- RAW DATA -
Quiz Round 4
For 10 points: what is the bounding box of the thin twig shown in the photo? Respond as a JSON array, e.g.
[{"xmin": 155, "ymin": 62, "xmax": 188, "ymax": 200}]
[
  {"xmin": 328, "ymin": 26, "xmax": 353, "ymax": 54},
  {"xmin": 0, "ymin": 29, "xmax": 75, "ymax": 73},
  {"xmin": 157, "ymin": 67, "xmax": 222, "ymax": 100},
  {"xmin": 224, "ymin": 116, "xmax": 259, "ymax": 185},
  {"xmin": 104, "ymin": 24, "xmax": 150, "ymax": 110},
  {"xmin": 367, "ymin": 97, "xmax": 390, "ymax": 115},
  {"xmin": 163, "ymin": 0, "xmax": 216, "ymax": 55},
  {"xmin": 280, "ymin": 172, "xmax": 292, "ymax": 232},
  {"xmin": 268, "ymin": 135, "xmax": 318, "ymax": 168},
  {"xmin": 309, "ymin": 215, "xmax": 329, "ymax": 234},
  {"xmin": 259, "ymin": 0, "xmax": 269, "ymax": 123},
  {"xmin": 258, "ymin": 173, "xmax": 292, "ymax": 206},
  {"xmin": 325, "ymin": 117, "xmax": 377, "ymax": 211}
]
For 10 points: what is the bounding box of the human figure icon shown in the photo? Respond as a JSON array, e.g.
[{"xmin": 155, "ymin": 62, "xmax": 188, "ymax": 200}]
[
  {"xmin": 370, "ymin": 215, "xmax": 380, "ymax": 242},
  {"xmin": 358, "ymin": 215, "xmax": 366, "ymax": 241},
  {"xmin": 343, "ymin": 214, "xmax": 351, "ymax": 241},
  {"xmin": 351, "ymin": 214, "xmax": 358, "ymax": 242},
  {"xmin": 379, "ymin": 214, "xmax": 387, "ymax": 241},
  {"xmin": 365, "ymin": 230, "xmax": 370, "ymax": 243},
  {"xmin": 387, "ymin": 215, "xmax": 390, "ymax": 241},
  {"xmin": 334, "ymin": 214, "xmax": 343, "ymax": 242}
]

- WHAT IS EXPECTED -
Tally the lines of the records holding the word "shown", then give only the resulting number.

- REPLY -
2